Phrase grounding data:
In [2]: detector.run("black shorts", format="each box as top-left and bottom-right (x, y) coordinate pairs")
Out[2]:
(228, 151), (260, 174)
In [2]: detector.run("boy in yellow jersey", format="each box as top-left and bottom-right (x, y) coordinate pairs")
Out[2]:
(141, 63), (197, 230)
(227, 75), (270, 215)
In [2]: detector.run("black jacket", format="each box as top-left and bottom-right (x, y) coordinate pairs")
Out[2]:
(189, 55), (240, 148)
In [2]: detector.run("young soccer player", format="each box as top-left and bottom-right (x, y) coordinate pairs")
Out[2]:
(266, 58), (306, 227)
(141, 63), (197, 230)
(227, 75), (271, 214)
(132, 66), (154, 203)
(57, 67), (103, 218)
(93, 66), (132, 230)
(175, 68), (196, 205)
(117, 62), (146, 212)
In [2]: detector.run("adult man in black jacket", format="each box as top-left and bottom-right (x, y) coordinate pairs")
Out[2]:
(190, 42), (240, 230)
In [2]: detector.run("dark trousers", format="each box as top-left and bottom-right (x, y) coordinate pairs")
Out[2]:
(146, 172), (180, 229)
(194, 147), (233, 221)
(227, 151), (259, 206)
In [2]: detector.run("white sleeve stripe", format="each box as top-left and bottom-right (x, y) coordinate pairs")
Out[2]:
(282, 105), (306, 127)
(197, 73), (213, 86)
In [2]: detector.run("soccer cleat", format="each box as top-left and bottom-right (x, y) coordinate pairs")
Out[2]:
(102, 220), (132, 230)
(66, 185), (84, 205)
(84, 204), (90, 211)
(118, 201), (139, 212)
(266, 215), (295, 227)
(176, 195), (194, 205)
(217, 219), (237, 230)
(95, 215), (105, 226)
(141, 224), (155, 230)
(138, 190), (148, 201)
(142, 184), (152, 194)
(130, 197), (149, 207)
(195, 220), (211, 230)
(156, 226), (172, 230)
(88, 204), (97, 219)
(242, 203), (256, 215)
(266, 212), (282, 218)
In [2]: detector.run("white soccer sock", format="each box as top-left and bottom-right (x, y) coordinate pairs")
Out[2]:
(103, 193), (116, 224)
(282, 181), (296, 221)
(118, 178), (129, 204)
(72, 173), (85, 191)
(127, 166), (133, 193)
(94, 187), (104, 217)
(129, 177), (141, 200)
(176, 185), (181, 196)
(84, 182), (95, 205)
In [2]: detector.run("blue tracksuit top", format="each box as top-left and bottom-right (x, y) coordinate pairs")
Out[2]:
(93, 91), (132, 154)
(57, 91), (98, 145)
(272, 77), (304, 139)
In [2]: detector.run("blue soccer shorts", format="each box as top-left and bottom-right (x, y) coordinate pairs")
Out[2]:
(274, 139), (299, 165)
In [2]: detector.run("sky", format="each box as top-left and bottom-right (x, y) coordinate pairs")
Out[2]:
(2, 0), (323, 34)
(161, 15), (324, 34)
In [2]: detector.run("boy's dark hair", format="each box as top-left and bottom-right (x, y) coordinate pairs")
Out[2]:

What is being asked
Each record above, in full: retype it verbatim.

Exercise response
In [2]: detector.run("black shorts", format="each box as top-left and bottom-right (x, y) coordinate pairs")
Out[2]:
(228, 151), (260, 174)
In [2]: detector.run("boy in yellow jersey", format="each box as top-left and bottom-right (x, y) coordinate pairs")
Out[2]:
(141, 63), (197, 230)
(227, 75), (270, 215)
In [2]: detector.run("black jacket", format="each box as top-left and bottom-right (x, y) coordinate pairs")
Out[2]:
(189, 55), (240, 148)
In [2]: detector.run("young soccer player", format="each box as top-left and bottom-right (x, y) coordinate pairs")
Out[2]:
(266, 58), (306, 227)
(141, 63), (197, 230)
(227, 75), (271, 214)
(132, 66), (154, 203)
(57, 67), (103, 218)
(93, 66), (132, 230)
(175, 68), (196, 205)
(117, 62), (146, 212)
In [2]: detector.run("adult man in black jacket", format="each box as top-left and bottom-right (x, y) coordinate pairs")
Out[2]:
(190, 42), (240, 230)
In [2]: detector.run("dark trousers", format="each box as top-left and bottom-right (x, y) coordinate pairs")
Out[2]:
(146, 172), (180, 229)
(194, 147), (233, 221)
(227, 151), (259, 206)
In [2]: detector.run("white sleeve stripe", format="each box as top-left and bottom-right (x, y) coordinate pairs")
Out[2]:
(282, 105), (306, 127)
(197, 73), (213, 86)
In [2]: detector.run("soccer cleat", format="each box as top-left and bottom-right (x, y) coordinate pairs")
Out[2]:
(102, 220), (132, 230)
(66, 185), (84, 205)
(84, 204), (90, 211)
(118, 201), (139, 212)
(266, 215), (295, 227)
(176, 195), (194, 205)
(217, 219), (237, 230)
(95, 215), (105, 226)
(141, 224), (155, 230)
(138, 190), (148, 201)
(142, 184), (152, 194)
(130, 197), (149, 207)
(195, 220), (211, 230)
(156, 226), (172, 230)
(88, 204), (97, 219)
(242, 203), (256, 215)
(266, 212), (282, 218)
In [2]: detector.run("white soccer sock", format="each box as top-left and bottom-right (x, y) coordinate pairs")
Out[2]:
(103, 193), (116, 224)
(282, 181), (296, 221)
(118, 178), (129, 204)
(72, 173), (85, 191)
(127, 166), (133, 193)
(94, 187), (104, 217)
(129, 177), (141, 200)
(176, 185), (181, 196)
(84, 182), (95, 205)
In [2]: detector.run("blue tracksuit top", format="each box as top-left and bottom-right (x, y) coordinate pairs")
Out[2]:
(93, 91), (132, 154)
(57, 91), (98, 145)
(272, 77), (304, 139)
In [2]: detector.run("blue soccer shorts", format="each box as top-left and bottom-right (x, y) coordinate pairs")
Out[2]:
(274, 139), (299, 165)
In [2]: detector.run("sky", format="each box as top-left and bottom-right (x, y) coordinate pairs")
Out[2]:
(2, 0), (323, 34)
(161, 15), (324, 34)
In [2]: detector.run("boy's dark hair", format="each box as top-left and bottom-right (x, y) coordinate pairs")
Out[2]:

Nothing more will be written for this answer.